Text block:

-.-.-

[RFC] SortedVector ADT

Justin Bogner mail at justinbogner.com
Fri Jul 31 09:34:02 PDT 2015


Puyan Lotfi <puyan at puyan.org> writes:
> On Fri, Jul 31, 2015 at 6:27 AM, Aaron Ballman <aaron at aaronballman.com>
> wrote:
>
>> On Wed, Jul 29, 2015 at 8:40 PM, Puyan Lotfi <plotfi at apple.com> wrote:
>> > Justin, Aaron:
>> >
>> > These are the revised patches.
>> > I have tried to address all of your feedback with the exception of the
>> naming of the ADT.
>> > I was thinking, if I did rename it I could go with SortedVectorSet or
>> SortedSet.
>> >
>> > Anyways, I have added:
>> >
>> > - Better documentation changes that try to be more clear on how and when
>> to use SortedVector.

-.-.-

Given request 1: In the SortedVector thread, which two alternative names were considered for the ADT?

-.-.-

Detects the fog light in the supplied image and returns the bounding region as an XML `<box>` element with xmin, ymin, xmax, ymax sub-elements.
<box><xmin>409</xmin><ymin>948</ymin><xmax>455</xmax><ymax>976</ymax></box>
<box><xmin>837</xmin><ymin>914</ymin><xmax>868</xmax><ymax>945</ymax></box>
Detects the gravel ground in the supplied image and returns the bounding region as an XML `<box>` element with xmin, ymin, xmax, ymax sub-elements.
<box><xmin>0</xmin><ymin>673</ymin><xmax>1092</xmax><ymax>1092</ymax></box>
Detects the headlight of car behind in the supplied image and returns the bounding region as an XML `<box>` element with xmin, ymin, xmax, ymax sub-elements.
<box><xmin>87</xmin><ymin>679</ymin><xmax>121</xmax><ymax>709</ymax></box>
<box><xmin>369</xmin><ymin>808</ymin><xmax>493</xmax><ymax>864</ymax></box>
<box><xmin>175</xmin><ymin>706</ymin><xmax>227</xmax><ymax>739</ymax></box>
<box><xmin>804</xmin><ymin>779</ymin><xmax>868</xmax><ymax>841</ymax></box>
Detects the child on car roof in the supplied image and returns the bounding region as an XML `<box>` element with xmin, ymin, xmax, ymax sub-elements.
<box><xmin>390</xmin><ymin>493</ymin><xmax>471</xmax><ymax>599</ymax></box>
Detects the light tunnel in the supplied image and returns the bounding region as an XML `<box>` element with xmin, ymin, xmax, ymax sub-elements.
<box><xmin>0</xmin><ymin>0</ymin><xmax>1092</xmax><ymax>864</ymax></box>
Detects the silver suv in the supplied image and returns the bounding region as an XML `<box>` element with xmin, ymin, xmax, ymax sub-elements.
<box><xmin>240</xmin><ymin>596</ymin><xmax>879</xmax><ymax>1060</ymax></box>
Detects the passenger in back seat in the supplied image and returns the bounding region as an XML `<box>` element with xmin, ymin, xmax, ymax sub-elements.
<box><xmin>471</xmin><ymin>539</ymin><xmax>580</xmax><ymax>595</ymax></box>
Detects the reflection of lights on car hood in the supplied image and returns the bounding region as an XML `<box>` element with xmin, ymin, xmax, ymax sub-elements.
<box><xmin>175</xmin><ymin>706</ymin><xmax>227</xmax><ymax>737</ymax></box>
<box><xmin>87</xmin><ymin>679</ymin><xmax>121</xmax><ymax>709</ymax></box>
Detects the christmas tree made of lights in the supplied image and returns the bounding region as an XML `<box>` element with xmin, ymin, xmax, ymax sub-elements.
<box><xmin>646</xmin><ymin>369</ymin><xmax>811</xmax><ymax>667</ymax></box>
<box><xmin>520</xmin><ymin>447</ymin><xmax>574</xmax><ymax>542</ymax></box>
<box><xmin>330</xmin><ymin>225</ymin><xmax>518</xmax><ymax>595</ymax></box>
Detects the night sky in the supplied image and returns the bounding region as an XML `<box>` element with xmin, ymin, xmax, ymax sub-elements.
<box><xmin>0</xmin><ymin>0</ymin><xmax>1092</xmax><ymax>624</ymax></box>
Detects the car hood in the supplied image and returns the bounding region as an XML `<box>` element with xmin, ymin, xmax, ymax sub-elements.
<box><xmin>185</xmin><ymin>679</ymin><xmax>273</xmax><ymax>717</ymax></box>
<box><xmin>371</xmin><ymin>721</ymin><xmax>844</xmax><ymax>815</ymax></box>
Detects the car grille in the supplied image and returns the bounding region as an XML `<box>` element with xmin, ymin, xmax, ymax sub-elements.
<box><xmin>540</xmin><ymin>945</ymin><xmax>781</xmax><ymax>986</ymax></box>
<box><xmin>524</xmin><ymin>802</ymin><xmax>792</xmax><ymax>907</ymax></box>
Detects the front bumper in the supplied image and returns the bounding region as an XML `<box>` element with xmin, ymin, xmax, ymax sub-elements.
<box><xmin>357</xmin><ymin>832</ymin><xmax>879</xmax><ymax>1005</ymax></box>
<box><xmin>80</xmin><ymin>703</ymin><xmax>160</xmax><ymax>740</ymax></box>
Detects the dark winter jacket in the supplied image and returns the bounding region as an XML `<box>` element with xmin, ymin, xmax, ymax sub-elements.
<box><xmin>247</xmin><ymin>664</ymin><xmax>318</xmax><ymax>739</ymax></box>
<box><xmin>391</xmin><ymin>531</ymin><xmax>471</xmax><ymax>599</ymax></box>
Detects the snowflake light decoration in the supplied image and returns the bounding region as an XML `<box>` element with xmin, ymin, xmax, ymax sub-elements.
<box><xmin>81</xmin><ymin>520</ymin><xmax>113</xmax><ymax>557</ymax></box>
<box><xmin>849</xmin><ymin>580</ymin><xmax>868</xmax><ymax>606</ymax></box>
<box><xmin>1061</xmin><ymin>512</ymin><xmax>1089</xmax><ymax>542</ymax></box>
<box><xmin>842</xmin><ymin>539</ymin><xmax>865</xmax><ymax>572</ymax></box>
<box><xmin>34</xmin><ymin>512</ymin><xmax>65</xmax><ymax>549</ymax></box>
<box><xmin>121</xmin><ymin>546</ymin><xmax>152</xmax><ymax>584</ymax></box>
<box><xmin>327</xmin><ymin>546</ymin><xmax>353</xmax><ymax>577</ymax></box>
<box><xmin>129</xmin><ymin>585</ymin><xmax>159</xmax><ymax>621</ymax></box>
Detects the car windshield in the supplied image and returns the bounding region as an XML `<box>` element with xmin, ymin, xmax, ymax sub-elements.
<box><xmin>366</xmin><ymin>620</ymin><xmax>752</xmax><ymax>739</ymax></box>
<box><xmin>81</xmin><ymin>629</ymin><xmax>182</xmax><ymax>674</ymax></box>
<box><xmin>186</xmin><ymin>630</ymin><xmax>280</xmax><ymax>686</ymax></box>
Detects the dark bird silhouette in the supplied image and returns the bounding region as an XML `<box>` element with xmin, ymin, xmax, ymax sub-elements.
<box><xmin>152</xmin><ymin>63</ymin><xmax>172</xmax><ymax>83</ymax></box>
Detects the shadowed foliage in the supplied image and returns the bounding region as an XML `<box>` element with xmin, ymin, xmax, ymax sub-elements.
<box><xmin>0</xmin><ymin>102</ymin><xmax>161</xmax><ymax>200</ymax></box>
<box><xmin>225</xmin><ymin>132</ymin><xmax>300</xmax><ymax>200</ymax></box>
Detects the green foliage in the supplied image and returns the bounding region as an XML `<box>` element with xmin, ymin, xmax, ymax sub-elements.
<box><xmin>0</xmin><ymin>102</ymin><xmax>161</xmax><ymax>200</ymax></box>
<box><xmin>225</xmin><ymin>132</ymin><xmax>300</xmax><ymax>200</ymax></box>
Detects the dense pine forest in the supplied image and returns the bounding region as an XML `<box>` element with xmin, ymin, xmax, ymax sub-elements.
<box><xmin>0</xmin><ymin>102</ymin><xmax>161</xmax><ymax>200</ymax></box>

-.-.-

Given request 2: Give the part of the rows that opens with the line containing "Detects the dense" and runs through the last row as a JSON list of strings, one string per line, with blank lines left out.

Answer 1: SortedVectorSet or SortedSet.

Answer 2:
[
  "Detects the dense pine forest in the supplied image and returns the bounding region as an XML `<box>` element with xmin, ymin, xmax, ymax sub-elements.",
  "<box><xmin>0</xmin><ymin>102</ymin><xmax>161</xmax><ymax>200</ymax></box>"
]